Items from a data source:
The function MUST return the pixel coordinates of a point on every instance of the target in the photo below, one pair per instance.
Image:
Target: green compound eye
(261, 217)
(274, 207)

Requirement: Please set down every line of the records above again, keeping each one identical to the original.

Complete response:
The function MUST return the pixel coordinates of a point on every instance of the target in the photo below, one pair per instance.
Image:
Target: green compound eye
(261, 217)
(274, 207)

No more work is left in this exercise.